** start of Listed records **

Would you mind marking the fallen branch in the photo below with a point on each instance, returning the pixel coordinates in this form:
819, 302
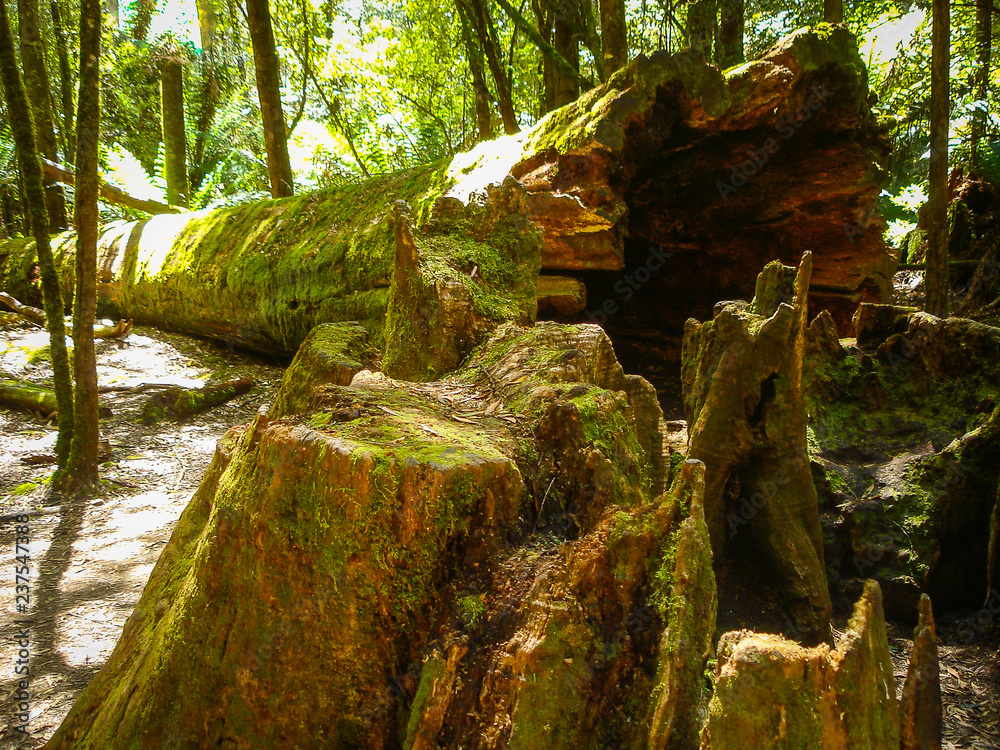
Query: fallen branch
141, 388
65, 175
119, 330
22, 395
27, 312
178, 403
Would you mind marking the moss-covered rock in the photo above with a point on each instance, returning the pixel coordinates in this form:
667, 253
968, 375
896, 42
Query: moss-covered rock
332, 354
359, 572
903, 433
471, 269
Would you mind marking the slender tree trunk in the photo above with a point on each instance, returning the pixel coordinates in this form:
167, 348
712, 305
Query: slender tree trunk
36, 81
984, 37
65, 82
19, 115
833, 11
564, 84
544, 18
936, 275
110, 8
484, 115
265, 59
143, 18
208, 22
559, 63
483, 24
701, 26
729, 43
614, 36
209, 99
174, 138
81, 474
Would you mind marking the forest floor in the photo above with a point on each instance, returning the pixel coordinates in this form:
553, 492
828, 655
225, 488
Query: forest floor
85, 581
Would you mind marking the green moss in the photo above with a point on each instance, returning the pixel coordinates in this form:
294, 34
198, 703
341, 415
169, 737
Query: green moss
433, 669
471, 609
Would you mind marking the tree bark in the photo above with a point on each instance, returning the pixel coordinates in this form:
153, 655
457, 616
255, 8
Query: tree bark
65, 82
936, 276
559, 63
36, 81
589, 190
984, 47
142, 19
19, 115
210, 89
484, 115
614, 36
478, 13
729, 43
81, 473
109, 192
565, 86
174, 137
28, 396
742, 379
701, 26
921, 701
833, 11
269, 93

** end of Listed records **
** start of Listed records **

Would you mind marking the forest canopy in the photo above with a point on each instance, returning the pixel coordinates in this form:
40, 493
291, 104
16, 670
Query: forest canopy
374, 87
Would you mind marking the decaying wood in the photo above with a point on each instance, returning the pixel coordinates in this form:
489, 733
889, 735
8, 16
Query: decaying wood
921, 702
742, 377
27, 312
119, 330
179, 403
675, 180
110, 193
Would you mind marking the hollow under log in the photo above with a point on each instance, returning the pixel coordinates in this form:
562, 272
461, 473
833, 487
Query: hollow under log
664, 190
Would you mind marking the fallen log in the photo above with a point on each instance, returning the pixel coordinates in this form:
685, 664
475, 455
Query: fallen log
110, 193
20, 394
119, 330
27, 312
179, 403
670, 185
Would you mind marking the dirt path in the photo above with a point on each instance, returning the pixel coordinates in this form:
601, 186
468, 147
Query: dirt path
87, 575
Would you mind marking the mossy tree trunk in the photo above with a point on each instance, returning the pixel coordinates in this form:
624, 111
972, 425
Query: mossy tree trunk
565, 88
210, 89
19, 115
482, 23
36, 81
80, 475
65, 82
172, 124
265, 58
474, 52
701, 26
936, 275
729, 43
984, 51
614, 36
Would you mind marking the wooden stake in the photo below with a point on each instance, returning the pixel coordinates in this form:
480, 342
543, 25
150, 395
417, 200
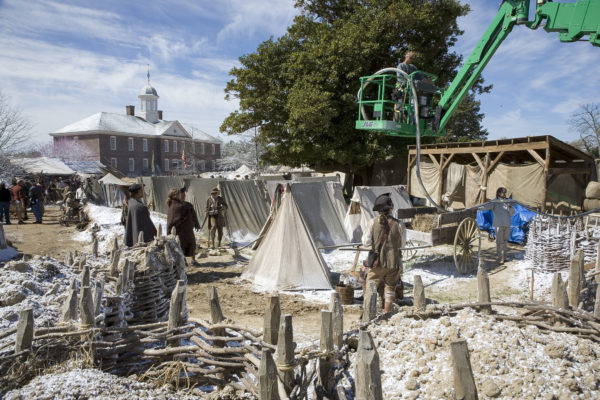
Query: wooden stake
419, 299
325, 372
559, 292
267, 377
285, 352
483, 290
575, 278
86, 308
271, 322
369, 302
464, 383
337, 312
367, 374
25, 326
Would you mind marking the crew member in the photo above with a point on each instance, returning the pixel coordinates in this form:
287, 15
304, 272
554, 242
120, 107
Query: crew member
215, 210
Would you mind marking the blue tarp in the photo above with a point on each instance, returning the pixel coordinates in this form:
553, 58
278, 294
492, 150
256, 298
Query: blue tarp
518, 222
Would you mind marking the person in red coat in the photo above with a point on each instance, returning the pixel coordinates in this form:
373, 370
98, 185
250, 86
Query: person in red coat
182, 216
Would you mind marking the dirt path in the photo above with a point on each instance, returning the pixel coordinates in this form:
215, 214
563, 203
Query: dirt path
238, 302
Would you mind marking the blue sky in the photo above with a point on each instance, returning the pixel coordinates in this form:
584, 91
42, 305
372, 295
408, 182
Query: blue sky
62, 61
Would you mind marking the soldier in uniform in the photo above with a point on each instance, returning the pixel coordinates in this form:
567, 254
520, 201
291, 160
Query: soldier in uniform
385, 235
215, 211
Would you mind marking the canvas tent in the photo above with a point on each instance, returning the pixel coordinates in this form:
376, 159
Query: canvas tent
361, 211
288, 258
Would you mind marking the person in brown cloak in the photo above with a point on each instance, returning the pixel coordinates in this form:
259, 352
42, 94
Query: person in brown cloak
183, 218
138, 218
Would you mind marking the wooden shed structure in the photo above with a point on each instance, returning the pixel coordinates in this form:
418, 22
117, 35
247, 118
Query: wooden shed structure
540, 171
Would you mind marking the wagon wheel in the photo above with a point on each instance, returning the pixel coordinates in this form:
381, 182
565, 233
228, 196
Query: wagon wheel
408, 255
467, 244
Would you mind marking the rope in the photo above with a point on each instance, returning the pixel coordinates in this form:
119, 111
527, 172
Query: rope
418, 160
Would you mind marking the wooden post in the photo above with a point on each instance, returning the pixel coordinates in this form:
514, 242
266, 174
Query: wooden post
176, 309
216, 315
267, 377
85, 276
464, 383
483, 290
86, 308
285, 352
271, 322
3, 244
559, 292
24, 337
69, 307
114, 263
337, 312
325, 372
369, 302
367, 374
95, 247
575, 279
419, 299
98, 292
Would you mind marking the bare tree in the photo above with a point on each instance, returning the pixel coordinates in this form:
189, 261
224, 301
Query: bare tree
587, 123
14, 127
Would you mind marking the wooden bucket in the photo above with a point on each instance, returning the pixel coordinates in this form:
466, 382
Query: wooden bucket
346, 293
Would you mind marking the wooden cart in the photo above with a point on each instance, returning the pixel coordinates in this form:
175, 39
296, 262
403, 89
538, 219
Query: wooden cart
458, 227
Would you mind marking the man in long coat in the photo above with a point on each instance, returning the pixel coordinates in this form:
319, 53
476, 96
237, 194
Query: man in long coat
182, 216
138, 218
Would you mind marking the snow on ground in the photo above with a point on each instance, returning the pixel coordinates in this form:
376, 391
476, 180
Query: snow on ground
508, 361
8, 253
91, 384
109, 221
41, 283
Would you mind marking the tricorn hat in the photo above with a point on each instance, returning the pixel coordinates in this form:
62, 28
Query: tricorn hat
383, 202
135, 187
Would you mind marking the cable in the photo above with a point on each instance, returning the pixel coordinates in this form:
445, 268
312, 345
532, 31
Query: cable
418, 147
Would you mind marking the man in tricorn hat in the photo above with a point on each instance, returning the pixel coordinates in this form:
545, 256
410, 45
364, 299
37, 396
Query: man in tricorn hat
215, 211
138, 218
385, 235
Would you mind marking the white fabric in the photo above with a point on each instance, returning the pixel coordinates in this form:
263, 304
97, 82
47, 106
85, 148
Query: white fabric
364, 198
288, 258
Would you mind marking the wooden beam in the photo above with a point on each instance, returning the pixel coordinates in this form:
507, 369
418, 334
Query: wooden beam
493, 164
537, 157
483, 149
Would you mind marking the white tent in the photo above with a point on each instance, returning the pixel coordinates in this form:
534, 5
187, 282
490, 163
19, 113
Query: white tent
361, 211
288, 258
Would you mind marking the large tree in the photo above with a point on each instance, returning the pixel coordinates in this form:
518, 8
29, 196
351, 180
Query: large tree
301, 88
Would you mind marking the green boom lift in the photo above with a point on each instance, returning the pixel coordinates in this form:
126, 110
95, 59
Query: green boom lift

** end of Listed records **
** start of Listed records **

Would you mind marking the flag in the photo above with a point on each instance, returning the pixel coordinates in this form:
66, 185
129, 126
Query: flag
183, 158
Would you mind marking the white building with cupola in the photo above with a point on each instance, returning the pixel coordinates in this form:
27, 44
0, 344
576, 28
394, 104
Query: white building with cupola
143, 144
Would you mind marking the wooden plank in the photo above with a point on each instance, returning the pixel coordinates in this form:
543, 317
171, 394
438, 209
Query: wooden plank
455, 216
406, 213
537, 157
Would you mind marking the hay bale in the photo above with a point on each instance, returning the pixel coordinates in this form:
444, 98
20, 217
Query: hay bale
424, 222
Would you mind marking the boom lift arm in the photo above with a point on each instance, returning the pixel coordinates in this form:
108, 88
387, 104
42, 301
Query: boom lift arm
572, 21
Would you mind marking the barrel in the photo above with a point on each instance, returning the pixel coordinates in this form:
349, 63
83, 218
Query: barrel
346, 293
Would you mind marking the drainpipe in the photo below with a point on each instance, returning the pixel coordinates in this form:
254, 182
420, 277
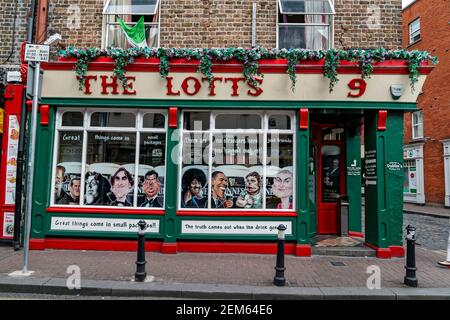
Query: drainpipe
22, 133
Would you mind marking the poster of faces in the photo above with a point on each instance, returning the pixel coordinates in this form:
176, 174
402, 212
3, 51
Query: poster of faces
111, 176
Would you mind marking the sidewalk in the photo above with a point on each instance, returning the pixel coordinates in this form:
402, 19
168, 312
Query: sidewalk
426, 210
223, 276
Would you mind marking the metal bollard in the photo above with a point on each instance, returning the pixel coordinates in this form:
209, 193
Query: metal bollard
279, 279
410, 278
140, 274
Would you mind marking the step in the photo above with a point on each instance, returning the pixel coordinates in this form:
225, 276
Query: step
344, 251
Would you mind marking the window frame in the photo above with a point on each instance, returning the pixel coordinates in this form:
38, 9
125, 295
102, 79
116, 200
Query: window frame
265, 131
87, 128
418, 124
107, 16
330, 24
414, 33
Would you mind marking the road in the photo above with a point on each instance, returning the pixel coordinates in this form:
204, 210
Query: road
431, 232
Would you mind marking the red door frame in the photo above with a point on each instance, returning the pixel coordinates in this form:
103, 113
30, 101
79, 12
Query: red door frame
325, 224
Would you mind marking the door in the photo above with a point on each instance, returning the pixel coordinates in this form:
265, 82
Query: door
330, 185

** end of Listed records **

## Task brief
Pull out every line from the rows above that contains the string "bark", copying each line in full. Match case exactly.

## Written response
Would you mind marking the tree bark in the photo above with a point on each instance, returning the pixel coordinates in this form:
Query: tree bark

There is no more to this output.